_YOUR GOAL_
Retype every entry exactly, character for character.

_EXTRACTED DATA_
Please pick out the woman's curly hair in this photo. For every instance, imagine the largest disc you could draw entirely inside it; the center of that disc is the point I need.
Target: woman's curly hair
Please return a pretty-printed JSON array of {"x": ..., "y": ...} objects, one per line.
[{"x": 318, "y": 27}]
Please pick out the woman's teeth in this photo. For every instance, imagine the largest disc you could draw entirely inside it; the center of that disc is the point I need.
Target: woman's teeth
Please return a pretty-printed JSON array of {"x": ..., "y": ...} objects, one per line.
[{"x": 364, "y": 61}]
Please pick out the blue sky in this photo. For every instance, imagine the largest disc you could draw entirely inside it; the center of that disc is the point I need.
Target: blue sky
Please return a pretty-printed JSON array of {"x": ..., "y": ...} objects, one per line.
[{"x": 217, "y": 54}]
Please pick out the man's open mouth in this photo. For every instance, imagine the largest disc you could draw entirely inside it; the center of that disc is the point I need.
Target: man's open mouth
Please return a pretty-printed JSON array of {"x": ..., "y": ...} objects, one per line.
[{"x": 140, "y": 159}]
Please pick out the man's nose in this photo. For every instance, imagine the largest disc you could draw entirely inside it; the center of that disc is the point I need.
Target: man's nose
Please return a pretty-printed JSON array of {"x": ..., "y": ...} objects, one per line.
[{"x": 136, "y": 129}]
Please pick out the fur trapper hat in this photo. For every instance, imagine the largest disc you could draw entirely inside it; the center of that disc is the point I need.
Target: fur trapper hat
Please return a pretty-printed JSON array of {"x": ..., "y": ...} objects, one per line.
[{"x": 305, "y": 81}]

_WORKED ANSWER_
Please pick out the woman's curly hair in this photo. For every instance, imagine the largest disc you could draw entirely inside it; the center of that disc is the point I need.
Target: woman's curly hair
Please return a pretty-printed JSON array of {"x": ..., "y": ...} objects, one per line.
[{"x": 318, "y": 27}]
Please pick out the woman's teeth in this photo. For every instance, imagine the largest disc you could draw entirely inside it; the center of that disc is the point I need.
Target: woman's teeth
Please return a pretty-printed JSON array of {"x": ..., "y": ...} objects, one per line.
[{"x": 364, "y": 61}]
Please pick out the blue sky in this photo. For every instance, imagine the largest disc you could draw entirely inside it; the center of that disc is the point I need.
Target: blue sky
Please return a pretty-printed JSON array of {"x": ..., "y": ...} objects, one per line.
[{"x": 217, "y": 54}]
Please pick out the man's open mouth in this photo. For every instance, imagine the largest disc you could draw entirely inside it; the center of that disc is the point I need.
Target: man's open mouth
Please return a pretty-printed JSON array of {"x": ..., "y": ...} objects, one per line.
[{"x": 140, "y": 159}]
Please pick out the man's nose in this photo. For every instance, imagine the largest disc you could draw entirely inside it; the center of that disc is the point I need.
Target: man's nose
Please return a pretty-printed JSON array of {"x": ..., "y": ...} objects, one per line.
[{"x": 136, "y": 129}]
Please pick out the fur trapper hat in this photo. For every instance, imagine the largest disc you could draw entirely inside it; the center of that disc is the point I need.
Target: fur trapper hat
Please return a pretty-printed JSON array of {"x": ..., "y": ...} objects, one per line.
[{"x": 305, "y": 81}]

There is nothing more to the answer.